→ Problem statement:
Scan the listing below for the string "wall" and copy each line where it turns up.

→ Given entries:
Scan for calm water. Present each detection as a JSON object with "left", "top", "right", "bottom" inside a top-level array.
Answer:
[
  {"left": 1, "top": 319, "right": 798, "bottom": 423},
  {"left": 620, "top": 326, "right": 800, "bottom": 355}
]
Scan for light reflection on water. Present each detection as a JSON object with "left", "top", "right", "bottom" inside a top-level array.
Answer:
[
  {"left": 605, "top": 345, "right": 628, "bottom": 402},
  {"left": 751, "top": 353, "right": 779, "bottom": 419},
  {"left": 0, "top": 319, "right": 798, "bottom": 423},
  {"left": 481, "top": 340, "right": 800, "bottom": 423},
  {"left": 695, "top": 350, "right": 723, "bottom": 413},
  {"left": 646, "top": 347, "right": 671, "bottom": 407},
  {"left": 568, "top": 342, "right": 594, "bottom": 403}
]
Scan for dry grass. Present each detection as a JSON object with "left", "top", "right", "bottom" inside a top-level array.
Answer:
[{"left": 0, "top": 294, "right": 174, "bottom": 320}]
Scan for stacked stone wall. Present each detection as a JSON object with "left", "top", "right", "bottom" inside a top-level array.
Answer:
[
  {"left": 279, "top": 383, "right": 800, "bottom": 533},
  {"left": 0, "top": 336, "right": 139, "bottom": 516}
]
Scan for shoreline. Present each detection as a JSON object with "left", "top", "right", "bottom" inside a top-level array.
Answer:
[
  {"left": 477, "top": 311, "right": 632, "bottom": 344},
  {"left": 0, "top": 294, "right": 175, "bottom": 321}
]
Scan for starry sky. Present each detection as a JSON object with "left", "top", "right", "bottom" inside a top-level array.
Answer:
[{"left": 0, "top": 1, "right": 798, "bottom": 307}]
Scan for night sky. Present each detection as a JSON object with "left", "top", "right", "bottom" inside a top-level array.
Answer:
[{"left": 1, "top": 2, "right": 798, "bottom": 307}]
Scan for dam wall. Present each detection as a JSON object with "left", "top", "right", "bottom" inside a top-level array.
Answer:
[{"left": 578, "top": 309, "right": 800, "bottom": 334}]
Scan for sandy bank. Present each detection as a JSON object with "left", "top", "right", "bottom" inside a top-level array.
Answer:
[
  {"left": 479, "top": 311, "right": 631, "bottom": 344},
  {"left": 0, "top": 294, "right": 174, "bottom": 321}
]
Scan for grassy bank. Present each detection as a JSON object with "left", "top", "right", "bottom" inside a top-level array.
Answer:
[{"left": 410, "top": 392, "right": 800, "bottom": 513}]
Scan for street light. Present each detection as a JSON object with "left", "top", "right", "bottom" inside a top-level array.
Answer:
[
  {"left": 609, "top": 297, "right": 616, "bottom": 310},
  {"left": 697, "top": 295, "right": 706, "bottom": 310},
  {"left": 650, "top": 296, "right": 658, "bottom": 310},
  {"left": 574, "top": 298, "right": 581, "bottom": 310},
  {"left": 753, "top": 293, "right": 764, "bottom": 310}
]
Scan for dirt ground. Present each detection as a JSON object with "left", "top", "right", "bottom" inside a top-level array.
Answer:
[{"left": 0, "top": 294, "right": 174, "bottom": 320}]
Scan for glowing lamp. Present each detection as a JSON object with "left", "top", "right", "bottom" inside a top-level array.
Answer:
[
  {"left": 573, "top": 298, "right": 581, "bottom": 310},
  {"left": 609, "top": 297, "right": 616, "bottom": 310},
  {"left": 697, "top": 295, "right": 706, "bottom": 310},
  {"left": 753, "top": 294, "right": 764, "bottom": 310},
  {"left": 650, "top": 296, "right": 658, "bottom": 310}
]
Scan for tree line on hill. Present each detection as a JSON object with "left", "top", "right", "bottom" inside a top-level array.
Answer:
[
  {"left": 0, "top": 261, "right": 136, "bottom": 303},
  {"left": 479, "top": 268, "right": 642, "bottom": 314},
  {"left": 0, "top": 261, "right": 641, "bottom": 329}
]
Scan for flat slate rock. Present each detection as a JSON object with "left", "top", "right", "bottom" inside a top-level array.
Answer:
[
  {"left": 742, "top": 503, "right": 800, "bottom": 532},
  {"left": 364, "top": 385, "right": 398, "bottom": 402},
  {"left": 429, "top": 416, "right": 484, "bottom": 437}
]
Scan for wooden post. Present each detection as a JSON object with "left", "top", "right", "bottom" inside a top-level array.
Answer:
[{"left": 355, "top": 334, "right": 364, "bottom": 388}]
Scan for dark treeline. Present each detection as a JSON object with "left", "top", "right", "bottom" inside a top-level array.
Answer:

→ Output of the task:
Scan for stacked stone wall. Present each detection as a JSON object with "left", "top", "right", "bottom" inside a top-level array.
Scan for dam wall. Present each detection as a JSON object with "left", "top", "right", "bottom" inside a top-level array.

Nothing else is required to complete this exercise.